Excerpts from a dataset:

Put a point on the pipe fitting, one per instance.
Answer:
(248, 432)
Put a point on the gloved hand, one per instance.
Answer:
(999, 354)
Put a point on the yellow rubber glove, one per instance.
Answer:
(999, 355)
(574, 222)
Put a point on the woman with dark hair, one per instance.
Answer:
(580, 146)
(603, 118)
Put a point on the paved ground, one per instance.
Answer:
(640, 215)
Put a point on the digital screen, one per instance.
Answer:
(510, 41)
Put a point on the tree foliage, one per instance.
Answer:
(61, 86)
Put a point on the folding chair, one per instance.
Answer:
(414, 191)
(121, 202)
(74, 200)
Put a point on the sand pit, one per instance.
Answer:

_TASK DESCRIPTION_
Reproduce every line of the data so that nothing differs from the original.

_WRITTEN RESPONSE_
Put a point on the pipe fitting, one per instance.
Answer:
(248, 432)
Put a point on the gloved hand, one per instance.
Answer:
(999, 354)
Put a point on the yellow rubber glove, one per instance.
Answer:
(999, 355)
(574, 222)
Put a point on the woman with dark hair, one per instance.
Answer:
(580, 146)
(603, 118)
Put a point on the paved ground, one per instance.
Answer:
(640, 215)
Put a point on the digital screen, one per instance.
Answer:
(510, 41)
Put a point on the tree foliage, one per instance.
Answer:
(61, 86)
Put a point on the folding chair, one per instance.
Answer:
(414, 191)
(121, 202)
(74, 200)
Put a point on the sand pit, one per instance.
Answer:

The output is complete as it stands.